• **Source document**
******

On the pitch, Andrade was a phenom. As Galeano states, opposing players found it impossible to catch the versatile 22-year-old and if they did, they just bounced off him when attempting to retrieve the ball. Many tried to hack the dynamo down, but he was too silky and strong to be brought down easily.
This exquisite talent saw the youngster crowned La merveille noire – The Black Marvel by a besotted French press, making him football’s first unofficial brand ambassador. Even his teammate Scarone is quoted as swearing he used to hear the midfielder snap his fingers or click his tongue in training, like he was dancing to music when on the ball.
Those at the time compared his presence as he came for the ball to that of rolling thunder, so much so that the African fans in attendance yelled out “Cabio Sile Shango” in salutation, fir they saw him as Shango – the God of Thunder. Like Shango, Andrade led a full red-blooded life and liked to party on and off the pitch, whilst at the same time his dancing talents on the ball led to his team’s groove on the field.
The Marvel downs the hosts
With two clean sheets and ten goals scored so far over the first two rounds, the host nation France awaited the South Americans in a highly anticipated Quarter-Final in front of a packed out 30,000 attendance at the Stade Olympique. Uruguay entered the stadium carrying their own flag as well as the French Tricolore, as a sign of respect and appreciation towards their opponents.
In the lead up to the game, a story had been promoted around by a Spanish journalist claiming that Uruguay had agreed to win by no more than one goal, in order to not embarrass the French. This story looked to have substance when the dominant South Americans went into the break only 2-1 up but, early in the second half, a rare foul committed by Andrade drew whistles and abuse from the home crowd.
This treatment angered Andrade, who proceeded to take his frustrations out by tearing apart the French defence to set up three goals for his teammates. After the match, the youngster was asked to explain his side’s dominance and replied stating that the squad practised by trying to catch chickens.
If Europe was not taking note before, they were now as Uruguay went on to demolish the hosts 5-1 in front of a majorly stunned French attendance to book their place in the semi-final.
Overcoming Dutch courage
Unlike the expectations of their quarter-final tie, the South American side faced their most difficult test of the tournament against another European side in form of the Netherlands. Due to the ease with which they had swept opponents aside so far, it came as no surprise to see Uruguay perhaps underestimate a Dutch side that were known for being difficult to break down.
In the 32nd minute, the Netherlands took a well-deserved lead through a goal from Kees Pijl to send the 8,000 capacity crowd into a sense of shock and feeling that Uruguay had met their match.

******

• **List of tasks**
1. Answer these from the passage on Andrade:
(a) What name did the French press give Andrade?
(b) How many spectators filled the Stade Olympique for the quarter-final?
(c) Who scored the Netherlands' goal in the 32nd minute?
2. Can you carry on the passage about Andrade and Uruguay's tournament run from the point where it stops?
The records have no connection to the passage on Andrade.

******

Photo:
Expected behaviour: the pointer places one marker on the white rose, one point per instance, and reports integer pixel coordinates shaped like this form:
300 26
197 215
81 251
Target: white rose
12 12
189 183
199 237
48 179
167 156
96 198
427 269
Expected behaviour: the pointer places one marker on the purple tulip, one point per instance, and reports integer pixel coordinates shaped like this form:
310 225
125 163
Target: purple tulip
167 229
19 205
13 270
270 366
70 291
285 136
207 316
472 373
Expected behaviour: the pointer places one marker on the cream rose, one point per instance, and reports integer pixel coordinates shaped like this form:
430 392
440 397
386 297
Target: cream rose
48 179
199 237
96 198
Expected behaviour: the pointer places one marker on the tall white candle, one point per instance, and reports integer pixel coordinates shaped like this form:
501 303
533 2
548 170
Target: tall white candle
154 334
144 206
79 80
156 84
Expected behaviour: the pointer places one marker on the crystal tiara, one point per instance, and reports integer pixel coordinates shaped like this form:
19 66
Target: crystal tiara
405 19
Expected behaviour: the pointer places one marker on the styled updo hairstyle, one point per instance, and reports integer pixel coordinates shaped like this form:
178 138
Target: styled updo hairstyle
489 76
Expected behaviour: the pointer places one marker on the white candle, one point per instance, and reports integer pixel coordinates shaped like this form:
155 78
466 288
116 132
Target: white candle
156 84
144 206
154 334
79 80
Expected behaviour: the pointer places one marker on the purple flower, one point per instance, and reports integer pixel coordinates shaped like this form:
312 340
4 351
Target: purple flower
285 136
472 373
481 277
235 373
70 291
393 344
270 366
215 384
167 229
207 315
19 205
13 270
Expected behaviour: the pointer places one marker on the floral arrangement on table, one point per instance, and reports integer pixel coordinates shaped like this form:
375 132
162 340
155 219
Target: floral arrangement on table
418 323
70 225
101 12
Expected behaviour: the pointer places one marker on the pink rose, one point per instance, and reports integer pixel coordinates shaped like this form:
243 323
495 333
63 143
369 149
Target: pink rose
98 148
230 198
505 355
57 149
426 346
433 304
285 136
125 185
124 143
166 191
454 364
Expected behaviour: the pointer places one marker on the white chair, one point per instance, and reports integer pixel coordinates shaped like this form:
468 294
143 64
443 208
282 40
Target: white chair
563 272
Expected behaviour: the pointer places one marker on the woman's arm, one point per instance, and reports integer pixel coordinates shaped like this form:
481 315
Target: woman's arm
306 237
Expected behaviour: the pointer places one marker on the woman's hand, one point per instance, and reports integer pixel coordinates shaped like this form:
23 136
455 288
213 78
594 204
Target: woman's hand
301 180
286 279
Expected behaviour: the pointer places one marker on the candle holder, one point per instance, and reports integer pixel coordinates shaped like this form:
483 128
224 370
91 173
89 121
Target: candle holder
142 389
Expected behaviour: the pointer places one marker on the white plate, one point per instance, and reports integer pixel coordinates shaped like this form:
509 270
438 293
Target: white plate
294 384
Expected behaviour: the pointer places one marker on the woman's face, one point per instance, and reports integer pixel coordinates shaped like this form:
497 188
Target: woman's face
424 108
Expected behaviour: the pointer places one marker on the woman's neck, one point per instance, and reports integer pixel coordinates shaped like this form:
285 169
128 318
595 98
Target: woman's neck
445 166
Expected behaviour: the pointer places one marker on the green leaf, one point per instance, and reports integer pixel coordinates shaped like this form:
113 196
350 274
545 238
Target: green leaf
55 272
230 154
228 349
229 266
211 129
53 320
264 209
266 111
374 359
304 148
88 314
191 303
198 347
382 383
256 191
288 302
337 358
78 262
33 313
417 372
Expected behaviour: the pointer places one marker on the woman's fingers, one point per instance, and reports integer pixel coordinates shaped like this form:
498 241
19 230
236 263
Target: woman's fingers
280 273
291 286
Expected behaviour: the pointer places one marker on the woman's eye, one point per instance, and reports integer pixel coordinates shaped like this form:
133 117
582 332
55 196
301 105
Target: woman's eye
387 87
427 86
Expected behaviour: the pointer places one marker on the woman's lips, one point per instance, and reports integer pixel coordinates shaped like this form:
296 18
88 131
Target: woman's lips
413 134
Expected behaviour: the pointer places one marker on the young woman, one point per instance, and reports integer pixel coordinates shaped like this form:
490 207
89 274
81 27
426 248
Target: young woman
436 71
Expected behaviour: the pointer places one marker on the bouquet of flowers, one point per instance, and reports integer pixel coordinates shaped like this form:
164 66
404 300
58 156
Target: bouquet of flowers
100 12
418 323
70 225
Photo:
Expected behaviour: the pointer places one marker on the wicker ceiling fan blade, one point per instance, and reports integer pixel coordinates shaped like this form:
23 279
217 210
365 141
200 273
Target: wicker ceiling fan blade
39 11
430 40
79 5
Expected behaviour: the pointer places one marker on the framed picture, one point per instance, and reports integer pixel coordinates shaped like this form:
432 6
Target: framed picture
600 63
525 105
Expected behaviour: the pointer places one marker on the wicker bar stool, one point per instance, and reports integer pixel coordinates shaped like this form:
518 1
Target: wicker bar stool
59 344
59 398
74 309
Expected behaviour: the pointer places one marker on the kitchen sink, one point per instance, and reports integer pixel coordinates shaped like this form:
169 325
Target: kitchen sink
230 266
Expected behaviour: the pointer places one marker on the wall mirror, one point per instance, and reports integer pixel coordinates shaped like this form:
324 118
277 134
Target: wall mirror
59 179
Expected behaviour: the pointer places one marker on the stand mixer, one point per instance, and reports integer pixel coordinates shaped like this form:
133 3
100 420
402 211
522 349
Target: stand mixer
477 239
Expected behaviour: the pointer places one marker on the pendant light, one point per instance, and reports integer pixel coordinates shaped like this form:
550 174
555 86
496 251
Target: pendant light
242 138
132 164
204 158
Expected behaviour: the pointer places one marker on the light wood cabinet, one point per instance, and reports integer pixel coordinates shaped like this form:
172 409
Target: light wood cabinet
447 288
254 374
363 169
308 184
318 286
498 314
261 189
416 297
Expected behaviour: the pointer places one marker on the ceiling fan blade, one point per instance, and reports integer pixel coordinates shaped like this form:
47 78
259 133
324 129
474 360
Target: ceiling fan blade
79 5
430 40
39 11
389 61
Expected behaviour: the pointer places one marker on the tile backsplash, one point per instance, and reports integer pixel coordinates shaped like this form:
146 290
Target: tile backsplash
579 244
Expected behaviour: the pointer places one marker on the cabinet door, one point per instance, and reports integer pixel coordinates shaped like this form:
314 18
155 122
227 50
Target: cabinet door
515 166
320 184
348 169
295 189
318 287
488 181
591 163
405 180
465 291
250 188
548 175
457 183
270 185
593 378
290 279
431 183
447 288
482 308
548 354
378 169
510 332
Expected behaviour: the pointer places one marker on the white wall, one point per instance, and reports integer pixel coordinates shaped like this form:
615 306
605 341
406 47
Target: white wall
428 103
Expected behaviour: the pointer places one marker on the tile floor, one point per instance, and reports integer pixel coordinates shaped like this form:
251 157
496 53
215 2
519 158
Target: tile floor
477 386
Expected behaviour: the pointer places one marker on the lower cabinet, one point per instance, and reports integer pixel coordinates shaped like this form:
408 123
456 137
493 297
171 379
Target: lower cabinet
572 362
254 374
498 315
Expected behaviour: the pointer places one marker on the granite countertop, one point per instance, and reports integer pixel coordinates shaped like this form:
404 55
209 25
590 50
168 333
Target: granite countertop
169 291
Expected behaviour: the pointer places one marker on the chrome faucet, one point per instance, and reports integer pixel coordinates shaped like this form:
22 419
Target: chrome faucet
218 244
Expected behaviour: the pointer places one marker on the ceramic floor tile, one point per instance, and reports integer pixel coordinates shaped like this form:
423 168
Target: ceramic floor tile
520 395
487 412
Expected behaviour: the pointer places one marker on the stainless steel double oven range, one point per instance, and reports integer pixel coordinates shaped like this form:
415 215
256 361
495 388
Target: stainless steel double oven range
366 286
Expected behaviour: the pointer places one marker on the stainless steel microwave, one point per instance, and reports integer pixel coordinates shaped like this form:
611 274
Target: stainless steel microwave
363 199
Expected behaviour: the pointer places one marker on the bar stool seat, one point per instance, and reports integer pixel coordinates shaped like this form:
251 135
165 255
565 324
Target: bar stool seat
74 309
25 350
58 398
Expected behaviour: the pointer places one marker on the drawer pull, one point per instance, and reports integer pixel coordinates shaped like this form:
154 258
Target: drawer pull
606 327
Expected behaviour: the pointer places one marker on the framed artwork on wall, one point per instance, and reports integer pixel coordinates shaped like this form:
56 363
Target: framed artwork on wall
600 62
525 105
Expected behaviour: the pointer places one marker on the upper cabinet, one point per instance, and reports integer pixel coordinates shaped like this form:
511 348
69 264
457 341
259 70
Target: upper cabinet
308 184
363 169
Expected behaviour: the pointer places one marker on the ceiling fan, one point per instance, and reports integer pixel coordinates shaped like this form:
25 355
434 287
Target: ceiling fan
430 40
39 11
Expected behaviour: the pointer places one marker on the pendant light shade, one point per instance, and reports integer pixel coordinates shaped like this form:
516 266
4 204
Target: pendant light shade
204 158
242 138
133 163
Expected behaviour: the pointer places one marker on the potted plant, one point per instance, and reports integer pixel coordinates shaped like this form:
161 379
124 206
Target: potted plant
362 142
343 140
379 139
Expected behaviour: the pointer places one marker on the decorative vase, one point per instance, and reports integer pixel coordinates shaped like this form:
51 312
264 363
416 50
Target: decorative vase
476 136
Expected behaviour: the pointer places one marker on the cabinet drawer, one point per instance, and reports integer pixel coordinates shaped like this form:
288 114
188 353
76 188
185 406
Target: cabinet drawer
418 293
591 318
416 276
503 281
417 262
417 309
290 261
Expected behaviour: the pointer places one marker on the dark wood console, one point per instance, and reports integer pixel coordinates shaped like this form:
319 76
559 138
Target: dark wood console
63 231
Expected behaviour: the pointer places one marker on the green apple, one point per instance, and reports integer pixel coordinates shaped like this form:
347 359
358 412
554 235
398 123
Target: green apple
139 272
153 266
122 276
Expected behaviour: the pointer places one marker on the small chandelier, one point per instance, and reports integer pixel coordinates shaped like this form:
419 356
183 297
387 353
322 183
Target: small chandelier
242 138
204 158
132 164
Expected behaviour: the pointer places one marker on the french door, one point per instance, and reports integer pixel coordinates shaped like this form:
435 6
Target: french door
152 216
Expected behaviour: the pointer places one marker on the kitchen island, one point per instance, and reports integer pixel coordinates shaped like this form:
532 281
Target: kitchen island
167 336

******

• **In response**
1.
(a) La merveille noire – The Black Marvel
(b) 30,000
(c) Kees Pijl

2.
This was the first time La Celeste fell behind during the tournament, causing Casto Laguarda, the man greatly responsible for ensuring Uruguay made the trip to Paris in the first place, to give a half-time talk. During this talk, it is said the Uruguayan official reminded the players of the crowds in Montevideo who were anxiously supporting their hopes of success.
This team talk seemed to work, as the South Americans came back to beat the Dutch 2-1, with two controversial goals. The first, by Cea, was claimed to be offside by the Dutch and the second was an 82nd-minute penalty converted by Héctor Scarone after a disputed handball. None of this mattered to the Uruguayans as the final blew to confirm their place in the Olympic final, with Switzerland their final roadblock to achieving history.
Putting Uruguay on the map
With 10,000 fans being turned away due to a sell-out crowd, contrary to their opening fixture in front of just 3,000 fans, the stage was set at the Stade Olympique for the 1924 Olympic final. Nearby printing houses had gone as far as distributing Uruguay flags to supporters as the anticipation built. With a very cagey start to the first half seeing both sides eager to not relinquish a lead, a 9th minute strike from Pedro Petrone, assisted by Andrade, saw the South Americans have one foot on the winner’s podium.
Two further goals in the second half meant saw the Uruguayans accomplish what was considered the impossible, to become champions of the world and Olympic gold medallists. In celebration, and as a sign of respect, the crowd invaded the pitch to join the Uruguayan heroes as they attempted a lap of honour amidst the pandemonium surrounding them.
Nothing but praise was heaped upon this special side, and rightly so, with the editor of L’ Equipe describing the Uruguayans as being “like thoroughbreds next to farm horses”, referring to the ease with which they beat any opponent in front of them.
The small South American country had defeated not only Europe’s best but the odds that were stacked against them. Even the players were in disbelief at what their extraordinary talents had earned them, with striker Pedro Cea claiming at the time:
“We thought it was a lie.”
“When we saw that huge flag of ours being raised between Switzerland and Holland, and going up, going up, until it was higher than all the others, we felt that we had done something great.”
To celebrate this remarkable achievement, the Uruguayan government declared a national holiday and issued commemorative stamps in honour of the squad. The triumph transcended sporting significance, as it was seen as a marker showing that the New World had stepped out of the shadows of the Old and could compete.
A legend is born
To add to his national accolades, the star won Uruguay’s Primera Division in his debut season with Nacional, who he joined from Bella Vista shortly after the 1924 Olympics. Andrade went on to spend 6 years at Nacional, playing 105 league games and scoring 29 goals, which is rather prolific for a holding midfielder.
Upon arriving back home in Montevideo, after remaining in Paris for the month after the final, the local black community wished to celebrate their hero’s achievement by arranging a welcome home party to honour him. However, the star did not attend without any reason to explain his absence, with a lack of gratitude the most considered reason behind his decision.
Many at the time felt that success at such a young age changed the Uruguayan’s attitude, with even his teammates describing him as unapproachable, arrogant and a closed character, who very rarely let people into his life. Some might say this change was Andrade’s way of keeping away from the limelight, but his behaviour did not support this hypothesis. To those who knew him well, Andrade was seen as leaving Montevideo a humble man and returned a prince with his outfit upon stepping off the boat consisting of gloves, leather boots and a top hat, as well as an expensive coat and a silk cravat.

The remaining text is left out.